Location labeling lines
== == ==

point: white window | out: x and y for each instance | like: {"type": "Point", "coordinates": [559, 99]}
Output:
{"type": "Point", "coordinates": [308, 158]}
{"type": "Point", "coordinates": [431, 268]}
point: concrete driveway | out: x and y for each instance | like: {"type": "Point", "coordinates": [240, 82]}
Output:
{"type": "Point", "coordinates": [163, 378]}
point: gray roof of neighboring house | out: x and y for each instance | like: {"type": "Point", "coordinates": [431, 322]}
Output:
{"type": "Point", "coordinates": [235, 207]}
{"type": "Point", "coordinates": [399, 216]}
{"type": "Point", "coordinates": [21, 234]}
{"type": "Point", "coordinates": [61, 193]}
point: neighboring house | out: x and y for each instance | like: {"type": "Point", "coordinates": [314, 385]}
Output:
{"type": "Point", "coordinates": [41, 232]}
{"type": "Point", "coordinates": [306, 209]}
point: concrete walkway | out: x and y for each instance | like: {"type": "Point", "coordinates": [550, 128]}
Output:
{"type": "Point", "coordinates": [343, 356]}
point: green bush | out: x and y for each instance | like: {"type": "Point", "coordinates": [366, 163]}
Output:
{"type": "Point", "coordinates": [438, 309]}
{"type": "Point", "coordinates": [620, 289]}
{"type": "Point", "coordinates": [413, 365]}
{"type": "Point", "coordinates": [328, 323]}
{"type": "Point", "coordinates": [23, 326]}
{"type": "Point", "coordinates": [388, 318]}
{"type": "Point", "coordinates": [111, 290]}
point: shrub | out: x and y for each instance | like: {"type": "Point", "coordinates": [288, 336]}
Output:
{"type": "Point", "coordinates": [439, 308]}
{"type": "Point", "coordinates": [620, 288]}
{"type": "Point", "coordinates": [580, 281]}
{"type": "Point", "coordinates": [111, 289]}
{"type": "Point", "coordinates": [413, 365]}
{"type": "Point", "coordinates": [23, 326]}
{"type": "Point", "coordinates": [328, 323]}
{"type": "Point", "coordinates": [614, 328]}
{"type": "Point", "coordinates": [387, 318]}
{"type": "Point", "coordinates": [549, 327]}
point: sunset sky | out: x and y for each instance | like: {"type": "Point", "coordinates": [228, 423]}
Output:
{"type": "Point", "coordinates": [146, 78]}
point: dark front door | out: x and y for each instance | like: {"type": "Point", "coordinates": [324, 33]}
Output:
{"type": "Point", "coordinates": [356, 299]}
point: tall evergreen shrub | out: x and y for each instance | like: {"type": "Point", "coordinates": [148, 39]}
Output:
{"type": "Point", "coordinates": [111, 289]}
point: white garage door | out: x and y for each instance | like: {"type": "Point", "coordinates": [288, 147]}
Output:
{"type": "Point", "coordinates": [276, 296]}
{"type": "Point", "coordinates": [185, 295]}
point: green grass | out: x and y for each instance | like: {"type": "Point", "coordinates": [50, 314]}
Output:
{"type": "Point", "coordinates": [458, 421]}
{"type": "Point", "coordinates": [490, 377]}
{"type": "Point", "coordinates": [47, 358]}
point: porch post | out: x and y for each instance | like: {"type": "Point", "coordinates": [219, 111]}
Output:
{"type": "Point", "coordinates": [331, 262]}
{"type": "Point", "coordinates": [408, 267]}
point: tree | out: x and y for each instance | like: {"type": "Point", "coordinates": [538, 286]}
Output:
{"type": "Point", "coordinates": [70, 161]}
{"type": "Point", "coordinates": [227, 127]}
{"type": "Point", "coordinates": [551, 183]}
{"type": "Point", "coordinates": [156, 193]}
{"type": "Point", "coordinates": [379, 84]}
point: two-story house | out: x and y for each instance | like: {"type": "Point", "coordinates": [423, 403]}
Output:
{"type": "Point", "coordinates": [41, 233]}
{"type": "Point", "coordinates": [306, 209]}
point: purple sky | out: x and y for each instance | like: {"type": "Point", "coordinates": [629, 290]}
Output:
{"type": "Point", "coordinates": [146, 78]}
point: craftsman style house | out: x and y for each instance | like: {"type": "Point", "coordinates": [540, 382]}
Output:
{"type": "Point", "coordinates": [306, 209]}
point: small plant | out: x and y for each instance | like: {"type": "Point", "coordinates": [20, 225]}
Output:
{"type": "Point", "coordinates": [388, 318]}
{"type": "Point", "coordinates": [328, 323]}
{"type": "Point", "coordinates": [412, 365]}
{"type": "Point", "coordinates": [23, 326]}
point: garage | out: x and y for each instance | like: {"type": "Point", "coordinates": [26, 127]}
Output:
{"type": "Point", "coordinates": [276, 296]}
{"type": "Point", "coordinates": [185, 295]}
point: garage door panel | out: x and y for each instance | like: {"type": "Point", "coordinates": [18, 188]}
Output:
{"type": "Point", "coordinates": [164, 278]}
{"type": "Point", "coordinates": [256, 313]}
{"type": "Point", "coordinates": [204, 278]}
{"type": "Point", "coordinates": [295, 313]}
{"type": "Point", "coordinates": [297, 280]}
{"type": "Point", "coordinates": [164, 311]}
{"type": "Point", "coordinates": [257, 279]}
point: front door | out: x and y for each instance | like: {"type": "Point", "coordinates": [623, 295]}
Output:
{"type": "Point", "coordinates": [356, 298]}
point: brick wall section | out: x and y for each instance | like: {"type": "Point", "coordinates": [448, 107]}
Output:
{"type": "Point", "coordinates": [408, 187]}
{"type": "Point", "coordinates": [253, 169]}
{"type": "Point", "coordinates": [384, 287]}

== == ==

What you should do: Could you write out again every line, starting with the line containing "point: front door" and going on through the last line, adding 61 to each coordinate in the answers and leaving the other lines unchanged?

Output:
point: front door | out: x and y for each instance | like: {"type": "Point", "coordinates": [623, 295]}
Output:
{"type": "Point", "coordinates": [417, 359]}
point: brick wall section | out: x and y for each instance | like: {"type": "Point", "coordinates": [448, 107]}
Output:
{"type": "Point", "coordinates": [469, 248]}
{"type": "Point", "coordinates": [314, 230]}
{"type": "Point", "coordinates": [445, 348]}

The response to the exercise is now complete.